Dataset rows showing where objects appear
--*--

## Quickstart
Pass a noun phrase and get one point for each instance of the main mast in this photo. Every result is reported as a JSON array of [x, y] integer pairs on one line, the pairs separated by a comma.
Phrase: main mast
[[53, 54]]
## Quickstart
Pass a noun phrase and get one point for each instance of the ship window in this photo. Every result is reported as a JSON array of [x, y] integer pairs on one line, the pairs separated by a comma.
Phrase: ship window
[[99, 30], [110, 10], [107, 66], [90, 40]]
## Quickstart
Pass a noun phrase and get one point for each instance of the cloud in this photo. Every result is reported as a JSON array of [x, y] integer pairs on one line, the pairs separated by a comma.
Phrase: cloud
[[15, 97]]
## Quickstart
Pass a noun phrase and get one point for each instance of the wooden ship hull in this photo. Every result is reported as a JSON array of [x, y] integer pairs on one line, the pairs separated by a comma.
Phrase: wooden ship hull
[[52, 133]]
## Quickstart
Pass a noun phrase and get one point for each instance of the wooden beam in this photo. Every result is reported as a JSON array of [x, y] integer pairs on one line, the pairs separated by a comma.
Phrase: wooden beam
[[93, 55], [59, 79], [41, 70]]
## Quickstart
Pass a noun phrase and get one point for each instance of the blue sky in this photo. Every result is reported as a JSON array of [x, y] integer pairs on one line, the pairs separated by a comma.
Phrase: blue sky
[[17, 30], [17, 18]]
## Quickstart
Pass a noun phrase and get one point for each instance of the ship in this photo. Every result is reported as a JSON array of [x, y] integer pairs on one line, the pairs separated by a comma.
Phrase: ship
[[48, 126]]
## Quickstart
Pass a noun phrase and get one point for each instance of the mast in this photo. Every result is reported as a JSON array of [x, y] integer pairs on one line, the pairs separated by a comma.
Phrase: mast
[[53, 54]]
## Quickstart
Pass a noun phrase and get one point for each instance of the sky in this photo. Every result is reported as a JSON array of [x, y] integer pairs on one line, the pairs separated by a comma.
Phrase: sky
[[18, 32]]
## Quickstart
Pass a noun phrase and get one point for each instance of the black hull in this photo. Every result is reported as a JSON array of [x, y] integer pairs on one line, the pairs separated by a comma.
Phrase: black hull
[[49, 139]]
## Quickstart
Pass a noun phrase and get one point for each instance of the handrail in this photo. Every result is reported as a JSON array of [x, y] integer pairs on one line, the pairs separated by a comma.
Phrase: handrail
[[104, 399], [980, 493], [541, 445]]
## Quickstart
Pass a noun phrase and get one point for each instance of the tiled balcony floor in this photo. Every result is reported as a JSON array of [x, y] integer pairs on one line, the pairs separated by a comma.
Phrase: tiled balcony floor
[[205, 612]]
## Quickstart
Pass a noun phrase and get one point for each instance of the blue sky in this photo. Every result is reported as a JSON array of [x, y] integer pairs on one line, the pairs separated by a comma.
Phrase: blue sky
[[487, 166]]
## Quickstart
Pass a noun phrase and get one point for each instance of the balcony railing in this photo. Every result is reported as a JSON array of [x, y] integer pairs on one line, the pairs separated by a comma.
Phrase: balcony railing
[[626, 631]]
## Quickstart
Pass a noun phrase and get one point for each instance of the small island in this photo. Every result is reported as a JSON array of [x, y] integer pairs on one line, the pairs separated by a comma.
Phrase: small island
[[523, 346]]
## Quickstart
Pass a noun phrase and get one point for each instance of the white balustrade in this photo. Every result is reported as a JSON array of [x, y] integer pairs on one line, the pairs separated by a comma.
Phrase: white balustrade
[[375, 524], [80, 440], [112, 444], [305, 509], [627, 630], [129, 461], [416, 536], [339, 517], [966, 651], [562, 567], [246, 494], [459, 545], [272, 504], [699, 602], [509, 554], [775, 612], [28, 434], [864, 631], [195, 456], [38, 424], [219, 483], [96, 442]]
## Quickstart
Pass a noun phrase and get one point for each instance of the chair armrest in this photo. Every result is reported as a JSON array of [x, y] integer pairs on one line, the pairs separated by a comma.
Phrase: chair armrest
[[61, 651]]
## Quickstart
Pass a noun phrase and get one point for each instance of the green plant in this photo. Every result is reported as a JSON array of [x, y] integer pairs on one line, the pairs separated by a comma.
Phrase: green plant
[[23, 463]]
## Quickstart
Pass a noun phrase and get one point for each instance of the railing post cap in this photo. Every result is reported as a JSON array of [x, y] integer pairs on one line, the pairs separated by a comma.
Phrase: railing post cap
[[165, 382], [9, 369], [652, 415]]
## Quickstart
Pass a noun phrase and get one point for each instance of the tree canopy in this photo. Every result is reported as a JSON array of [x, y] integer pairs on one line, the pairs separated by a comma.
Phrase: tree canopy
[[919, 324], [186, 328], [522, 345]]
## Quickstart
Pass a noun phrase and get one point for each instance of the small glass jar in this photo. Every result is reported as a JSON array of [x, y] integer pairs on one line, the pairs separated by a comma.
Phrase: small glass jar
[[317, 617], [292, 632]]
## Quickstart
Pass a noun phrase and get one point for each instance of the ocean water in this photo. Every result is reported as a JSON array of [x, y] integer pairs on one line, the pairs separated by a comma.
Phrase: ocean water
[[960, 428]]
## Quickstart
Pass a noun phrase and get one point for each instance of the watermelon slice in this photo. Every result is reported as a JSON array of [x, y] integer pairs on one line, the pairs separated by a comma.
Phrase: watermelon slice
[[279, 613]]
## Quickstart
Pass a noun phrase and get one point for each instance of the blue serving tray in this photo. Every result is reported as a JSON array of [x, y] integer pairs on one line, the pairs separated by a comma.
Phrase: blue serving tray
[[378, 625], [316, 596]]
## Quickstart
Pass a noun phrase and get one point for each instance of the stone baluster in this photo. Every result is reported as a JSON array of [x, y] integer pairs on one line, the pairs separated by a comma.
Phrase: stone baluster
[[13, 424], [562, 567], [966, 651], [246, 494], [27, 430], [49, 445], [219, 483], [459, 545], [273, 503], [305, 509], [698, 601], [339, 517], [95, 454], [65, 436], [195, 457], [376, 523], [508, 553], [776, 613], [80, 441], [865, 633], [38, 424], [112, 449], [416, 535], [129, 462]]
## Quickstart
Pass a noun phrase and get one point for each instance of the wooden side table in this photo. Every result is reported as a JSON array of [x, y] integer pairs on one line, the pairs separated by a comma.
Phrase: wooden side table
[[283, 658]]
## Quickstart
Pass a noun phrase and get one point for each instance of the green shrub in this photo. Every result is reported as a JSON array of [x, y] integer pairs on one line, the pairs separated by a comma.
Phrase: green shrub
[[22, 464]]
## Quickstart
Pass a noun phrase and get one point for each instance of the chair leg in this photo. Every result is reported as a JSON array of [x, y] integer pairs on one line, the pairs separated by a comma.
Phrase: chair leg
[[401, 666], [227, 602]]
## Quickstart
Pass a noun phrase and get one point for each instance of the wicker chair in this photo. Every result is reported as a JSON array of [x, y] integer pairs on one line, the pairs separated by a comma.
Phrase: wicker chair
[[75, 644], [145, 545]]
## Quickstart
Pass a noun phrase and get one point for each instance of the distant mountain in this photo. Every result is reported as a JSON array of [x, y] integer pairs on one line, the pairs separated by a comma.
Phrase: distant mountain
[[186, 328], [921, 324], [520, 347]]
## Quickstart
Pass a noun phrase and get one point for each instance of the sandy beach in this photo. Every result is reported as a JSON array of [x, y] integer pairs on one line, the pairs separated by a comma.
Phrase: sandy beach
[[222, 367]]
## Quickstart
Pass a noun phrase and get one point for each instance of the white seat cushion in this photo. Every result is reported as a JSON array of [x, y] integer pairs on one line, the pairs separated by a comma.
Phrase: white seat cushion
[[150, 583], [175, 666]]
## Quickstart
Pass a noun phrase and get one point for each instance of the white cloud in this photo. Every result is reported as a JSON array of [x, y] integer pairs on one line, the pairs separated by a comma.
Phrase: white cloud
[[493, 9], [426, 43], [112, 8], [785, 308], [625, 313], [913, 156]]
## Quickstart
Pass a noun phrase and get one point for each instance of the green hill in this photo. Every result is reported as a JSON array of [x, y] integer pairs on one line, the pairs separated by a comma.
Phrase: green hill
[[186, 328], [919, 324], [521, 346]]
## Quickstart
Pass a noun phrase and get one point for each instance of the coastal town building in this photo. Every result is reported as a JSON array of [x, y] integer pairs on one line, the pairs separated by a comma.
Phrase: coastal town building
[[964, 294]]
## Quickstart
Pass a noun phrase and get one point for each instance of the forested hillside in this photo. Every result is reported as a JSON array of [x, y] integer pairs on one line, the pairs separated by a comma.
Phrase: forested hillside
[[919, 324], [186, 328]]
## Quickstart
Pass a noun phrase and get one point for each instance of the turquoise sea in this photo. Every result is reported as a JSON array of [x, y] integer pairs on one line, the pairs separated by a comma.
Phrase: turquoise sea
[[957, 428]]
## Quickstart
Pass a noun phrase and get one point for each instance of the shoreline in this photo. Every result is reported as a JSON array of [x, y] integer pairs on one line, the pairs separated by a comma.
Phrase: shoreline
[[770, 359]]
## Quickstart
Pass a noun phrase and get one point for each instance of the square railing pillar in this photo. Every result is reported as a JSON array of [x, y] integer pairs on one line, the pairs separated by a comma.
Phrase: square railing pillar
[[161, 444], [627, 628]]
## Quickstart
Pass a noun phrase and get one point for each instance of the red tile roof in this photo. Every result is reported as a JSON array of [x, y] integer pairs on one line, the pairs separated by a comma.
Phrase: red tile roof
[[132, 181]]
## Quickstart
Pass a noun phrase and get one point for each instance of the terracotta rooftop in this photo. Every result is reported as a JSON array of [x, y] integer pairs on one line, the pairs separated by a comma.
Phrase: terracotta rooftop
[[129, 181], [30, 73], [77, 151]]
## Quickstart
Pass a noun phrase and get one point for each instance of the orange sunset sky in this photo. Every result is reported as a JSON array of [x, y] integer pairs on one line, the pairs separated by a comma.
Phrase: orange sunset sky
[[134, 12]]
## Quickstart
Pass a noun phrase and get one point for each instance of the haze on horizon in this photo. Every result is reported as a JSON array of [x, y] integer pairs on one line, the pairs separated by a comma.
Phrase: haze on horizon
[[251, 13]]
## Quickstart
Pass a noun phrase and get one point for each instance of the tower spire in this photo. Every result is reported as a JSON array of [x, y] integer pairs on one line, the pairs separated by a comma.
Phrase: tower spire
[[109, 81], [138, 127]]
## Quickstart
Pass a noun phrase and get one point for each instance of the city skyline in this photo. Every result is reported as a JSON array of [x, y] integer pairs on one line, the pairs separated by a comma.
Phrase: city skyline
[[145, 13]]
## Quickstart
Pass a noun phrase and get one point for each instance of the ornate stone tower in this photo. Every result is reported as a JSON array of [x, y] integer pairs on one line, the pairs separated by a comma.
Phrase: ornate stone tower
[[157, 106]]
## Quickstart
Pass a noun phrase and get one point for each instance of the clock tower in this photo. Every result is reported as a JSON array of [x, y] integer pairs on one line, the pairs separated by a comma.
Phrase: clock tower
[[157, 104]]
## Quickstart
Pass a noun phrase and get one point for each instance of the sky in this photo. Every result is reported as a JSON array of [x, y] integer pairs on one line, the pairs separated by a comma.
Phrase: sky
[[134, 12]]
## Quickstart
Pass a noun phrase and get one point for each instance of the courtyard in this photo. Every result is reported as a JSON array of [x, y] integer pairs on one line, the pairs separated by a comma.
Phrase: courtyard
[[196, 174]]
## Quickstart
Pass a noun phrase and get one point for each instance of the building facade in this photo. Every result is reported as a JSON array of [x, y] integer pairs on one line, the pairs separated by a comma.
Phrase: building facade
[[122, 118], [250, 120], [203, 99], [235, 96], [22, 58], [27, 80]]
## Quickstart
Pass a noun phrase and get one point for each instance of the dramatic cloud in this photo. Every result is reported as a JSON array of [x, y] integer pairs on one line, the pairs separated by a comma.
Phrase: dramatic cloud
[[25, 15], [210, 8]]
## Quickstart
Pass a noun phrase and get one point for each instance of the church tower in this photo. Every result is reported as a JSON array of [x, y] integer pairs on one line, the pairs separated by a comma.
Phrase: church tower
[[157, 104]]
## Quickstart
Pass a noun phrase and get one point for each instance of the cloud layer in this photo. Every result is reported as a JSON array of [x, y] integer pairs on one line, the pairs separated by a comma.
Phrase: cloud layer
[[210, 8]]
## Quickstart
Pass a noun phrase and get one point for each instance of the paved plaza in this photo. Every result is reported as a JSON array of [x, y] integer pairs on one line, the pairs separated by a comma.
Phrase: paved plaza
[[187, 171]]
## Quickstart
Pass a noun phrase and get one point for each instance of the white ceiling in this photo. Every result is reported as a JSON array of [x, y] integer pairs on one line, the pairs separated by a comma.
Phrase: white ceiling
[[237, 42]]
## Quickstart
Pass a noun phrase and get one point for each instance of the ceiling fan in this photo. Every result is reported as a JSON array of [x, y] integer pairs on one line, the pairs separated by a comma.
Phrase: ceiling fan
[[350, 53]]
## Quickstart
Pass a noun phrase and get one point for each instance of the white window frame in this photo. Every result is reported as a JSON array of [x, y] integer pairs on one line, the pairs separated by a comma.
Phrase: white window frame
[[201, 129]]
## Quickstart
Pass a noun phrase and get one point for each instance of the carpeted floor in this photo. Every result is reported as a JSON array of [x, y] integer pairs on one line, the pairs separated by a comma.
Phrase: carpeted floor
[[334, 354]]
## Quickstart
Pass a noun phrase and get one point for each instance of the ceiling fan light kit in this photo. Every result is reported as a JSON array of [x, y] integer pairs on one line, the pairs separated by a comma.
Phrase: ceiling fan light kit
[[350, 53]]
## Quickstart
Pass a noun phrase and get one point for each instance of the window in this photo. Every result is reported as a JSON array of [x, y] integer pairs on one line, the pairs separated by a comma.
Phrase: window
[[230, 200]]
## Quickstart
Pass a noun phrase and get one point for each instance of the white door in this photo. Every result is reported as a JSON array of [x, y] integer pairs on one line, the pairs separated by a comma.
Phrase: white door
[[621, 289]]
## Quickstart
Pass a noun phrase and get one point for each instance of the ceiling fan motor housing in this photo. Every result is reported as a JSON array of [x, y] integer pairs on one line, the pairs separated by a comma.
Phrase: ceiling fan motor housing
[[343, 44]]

--*--

__DIRECTIONS__:
State how many lines of the records above contain the string "post", treating uppercase and lowercase as different, and give only the number.

__THE OUTPUT__:
2